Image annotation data
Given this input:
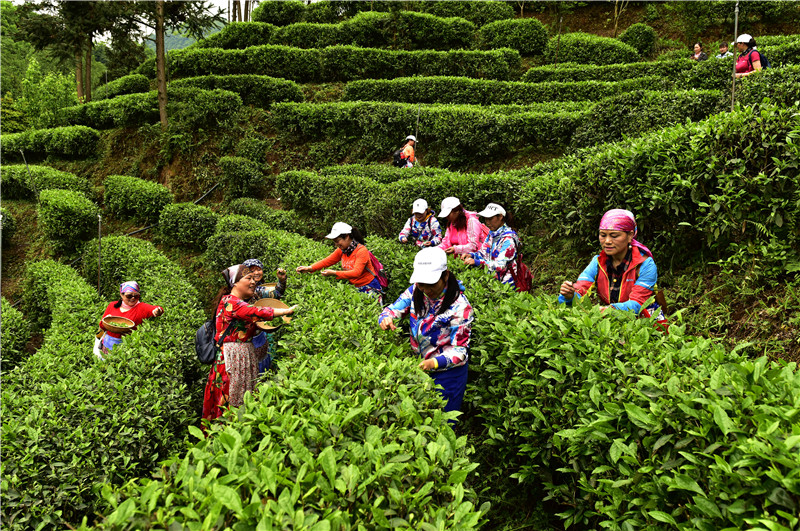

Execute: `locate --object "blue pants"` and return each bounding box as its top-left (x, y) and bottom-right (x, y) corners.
top-left (431, 364), bottom-right (469, 412)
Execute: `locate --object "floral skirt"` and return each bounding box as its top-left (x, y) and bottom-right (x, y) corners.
top-left (203, 342), bottom-right (258, 420)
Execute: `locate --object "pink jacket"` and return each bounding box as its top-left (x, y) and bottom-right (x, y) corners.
top-left (439, 210), bottom-right (489, 254)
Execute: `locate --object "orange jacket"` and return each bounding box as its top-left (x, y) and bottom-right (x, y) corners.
top-left (311, 244), bottom-right (375, 288)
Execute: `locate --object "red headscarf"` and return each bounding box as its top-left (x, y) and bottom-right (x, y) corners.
top-left (599, 208), bottom-right (653, 257)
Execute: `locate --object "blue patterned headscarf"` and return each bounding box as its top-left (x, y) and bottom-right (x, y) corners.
top-left (119, 280), bottom-right (139, 295)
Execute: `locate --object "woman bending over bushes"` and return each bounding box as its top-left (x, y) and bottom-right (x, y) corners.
top-left (558, 209), bottom-right (667, 328)
top-left (297, 221), bottom-right (383, 304)
top-left (378, 247), bottom-right (473, 411)
top-left (203, 264), bottom-right (295, 420)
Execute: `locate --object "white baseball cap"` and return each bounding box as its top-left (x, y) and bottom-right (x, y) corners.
top-left (411, 199), bottom-right (428, 214)
top-left (325, 221), bottom-right (353, 240)
top-left (478, 203), bottom-right (506, 218)
top-left (438, 197), bottom-right (461, 218)
top-left (409, 247), bottom-right (447, 284)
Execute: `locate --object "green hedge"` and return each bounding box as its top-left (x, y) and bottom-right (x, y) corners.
top-left (545, 32), bottom-right (639, 65)
top-left (0, 207), bottom-right (17, 247)
top-left (158, 203), bottom-right (218, 249)
top-left (92, 231), bottom-right (486, 530)
top-left (58, 86), bottom-right (242, 129)
top-left (736, 65), bottom-right (800, 107)
top-left (0, 126), bottom-right (100, 162)
top-left (2, 237), bottom-right (202, 530)
top-left (418, 0), bottom-right (514, 27)
top-left (103, 175), bottom-right (175, 223)
top-left (342, 76), bottom-right (674, 105)
top-left (170, 45), bottom-right (521, 83)
top-left (250, 0), bottom-right (305, 26)
top-left (480, 18), bottom-right (547, 55)
top-left (572, 89), bottom-right (730, 147)
top-left (219, 157), bottom-right (266, 200)
top-left (467, 290), bottom-right (800, 531)
top-left (515, 102), bottom-right (800, 276)
top-left (0, 164), bottom-right (93, 199)
top-left (193, 22), bottom-right (277, 49)
top-left (92, 74), bottom-right (150, 101)
top-left (271, 102), bottom-right (582, 167)
top-left (38, 190), bottom-right (100, 251)
top-left (268, 11), bottom-right (476, 50)
top-left (226, 196), bottom-right (314, 236)
top-left (522, 58), bottom-right (697, 83)
top-left (619, 22), bottom-right (658, 58)
top-left (0, 298), bottom-right (31, 372)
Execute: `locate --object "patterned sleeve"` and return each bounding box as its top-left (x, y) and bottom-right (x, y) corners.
top-left (397, 216), bottom-right (413, 242)
top-left (558, 256), bottom-right (600, 306)
top-left (435, 295), bottom-right (474, 369)
top-left (378, 285), bottom-right (414, 323)
top-left (475, 236), bottom-right (517, 274)
top-left (431, 217), bottom-right (442, 246)
top-left (225, 298), bottom-right (275, 323)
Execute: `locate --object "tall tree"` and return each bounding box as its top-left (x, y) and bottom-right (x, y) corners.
top-left (125, 0), bottom-right (225, 129)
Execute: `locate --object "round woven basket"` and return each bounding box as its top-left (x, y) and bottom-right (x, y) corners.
top-left (103, 315), bottom-right (136, 334)
top-left (253, 298), bottom-right (292, 332)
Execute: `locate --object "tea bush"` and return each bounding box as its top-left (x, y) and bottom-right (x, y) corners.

Prompt>
Reproduce the items verbatim from their first line up to and including the line containing "top-left (439, 210), bottom-right (489, 254)". Leave out the picture.

Exercise answer>
Given this input:

Execute: `locate --object "blue pants"` and return each bounding box as its top-left (x, y) and bottom-right (x, y) corners.
top-left (431, 364), bottom-right (469, 412)
Execute: `locate --object "floral skirt"` and return each bounding box as its top-left (x, y) and bottom-right (x, y) corners.
top-left (203, 342), bottom-right (258, 420)
Execute: `locate --object "pink jacket"` and return each bounding box as its top-left (x, y) and bottom-right (x, y) corners.
top-left (439, 210), bottom-right (489, 254)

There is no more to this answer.